**Work item**
After finding the line with "Pretty please, detect the calm" in the entries below, retype exactly each line from there through the line with "Pretty please, detect the swan reflection", including that final line.

----- Extracted entries -----

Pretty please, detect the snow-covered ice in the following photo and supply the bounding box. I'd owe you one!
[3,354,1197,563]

-----
----- Extracted entries -----

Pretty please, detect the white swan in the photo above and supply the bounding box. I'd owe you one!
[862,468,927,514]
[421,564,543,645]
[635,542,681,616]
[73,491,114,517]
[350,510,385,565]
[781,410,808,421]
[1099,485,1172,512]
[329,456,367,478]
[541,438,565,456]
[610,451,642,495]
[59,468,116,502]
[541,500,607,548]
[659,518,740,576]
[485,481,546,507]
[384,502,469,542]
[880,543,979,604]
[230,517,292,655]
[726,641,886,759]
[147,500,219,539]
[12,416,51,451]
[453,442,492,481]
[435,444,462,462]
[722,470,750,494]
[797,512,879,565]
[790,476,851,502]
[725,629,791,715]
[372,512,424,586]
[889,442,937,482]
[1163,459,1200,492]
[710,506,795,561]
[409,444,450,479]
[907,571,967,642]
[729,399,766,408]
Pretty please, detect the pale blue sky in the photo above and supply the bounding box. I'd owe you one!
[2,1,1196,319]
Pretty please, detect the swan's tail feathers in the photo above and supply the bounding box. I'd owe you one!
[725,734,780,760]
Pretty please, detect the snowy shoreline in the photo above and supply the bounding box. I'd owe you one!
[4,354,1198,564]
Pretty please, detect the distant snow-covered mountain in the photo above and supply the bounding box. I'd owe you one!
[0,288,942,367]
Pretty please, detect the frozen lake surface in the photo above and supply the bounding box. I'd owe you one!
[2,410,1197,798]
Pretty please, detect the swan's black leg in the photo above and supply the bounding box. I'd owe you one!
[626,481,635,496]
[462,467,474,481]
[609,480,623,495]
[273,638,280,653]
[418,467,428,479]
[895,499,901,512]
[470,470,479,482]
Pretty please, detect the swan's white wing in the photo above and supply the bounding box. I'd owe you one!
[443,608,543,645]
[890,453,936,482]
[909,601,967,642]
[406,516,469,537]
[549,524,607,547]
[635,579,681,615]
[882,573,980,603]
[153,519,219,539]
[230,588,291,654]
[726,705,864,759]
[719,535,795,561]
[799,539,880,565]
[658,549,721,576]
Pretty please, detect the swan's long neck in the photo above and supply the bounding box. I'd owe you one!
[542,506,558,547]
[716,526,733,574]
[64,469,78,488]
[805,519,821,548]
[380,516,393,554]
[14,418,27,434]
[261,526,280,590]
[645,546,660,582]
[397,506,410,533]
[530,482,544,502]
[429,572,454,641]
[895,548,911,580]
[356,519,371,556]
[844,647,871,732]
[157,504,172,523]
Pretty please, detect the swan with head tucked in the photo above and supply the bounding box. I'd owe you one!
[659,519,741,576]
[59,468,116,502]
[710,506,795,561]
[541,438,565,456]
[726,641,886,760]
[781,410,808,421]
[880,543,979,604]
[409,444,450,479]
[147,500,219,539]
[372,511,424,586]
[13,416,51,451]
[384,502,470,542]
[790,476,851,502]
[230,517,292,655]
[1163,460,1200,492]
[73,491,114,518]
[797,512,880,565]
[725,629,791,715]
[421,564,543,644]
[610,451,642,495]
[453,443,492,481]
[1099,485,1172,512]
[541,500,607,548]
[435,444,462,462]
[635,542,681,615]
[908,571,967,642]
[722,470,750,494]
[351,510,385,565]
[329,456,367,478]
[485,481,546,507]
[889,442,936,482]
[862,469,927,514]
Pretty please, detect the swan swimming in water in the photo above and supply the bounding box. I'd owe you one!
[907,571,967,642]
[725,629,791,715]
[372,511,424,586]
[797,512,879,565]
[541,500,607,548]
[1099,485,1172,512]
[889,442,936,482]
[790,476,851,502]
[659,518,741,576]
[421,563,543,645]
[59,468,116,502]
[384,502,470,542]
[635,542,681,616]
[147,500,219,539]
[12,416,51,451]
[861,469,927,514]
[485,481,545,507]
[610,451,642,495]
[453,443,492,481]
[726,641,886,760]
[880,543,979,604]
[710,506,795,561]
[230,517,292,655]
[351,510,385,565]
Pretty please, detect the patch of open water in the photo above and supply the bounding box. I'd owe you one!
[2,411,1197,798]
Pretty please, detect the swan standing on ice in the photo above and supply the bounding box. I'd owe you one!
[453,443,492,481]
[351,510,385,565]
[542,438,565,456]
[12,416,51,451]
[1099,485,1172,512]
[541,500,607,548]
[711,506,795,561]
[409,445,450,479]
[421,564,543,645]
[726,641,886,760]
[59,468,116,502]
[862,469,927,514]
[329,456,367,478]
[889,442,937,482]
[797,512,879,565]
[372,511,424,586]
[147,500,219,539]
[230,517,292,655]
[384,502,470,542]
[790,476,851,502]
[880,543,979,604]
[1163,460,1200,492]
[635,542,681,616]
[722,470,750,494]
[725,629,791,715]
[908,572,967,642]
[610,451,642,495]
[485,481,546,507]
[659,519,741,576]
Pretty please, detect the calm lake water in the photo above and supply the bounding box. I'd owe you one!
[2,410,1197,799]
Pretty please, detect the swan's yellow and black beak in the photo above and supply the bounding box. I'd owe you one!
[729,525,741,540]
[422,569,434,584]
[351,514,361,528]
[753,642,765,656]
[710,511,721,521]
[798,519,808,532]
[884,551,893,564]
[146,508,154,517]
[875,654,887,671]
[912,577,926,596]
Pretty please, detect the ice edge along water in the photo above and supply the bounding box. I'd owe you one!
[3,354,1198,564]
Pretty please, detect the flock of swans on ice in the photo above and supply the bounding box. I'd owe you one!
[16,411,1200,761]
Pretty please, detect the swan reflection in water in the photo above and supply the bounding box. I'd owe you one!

-----

**Reply to the task**
Pretty please, detect the calm lake water in the photo above and supply the bounding box. I'd owe you one!
[2,410,1197,799]
Pretty please, detect the swan's yellow and black beak in the photo above and supply the bounding box. I'd owe you one!
[729,525,741,540]
[422,569,434,584]
[351,514,361,528]
[753,642,765,656]
[710,511,721,521]
[798,519,808,532]
[884,551,893,564]
[146,508,154,517]
[875,654,887,671]
[912,577,926,596]
Pretty please, detect the ice edge along water in the photo above and supply the bounding box. I'd owe you one!
[3,354,1198,564]
Pretty please, detect the flock of swans on ice in the photo above and supply the bounding box. I'd owe you one!
[16,411,1200,761]
Pretty please, detect the swan reflection in water in the photo above and supply the bounding box. I'd owe you one!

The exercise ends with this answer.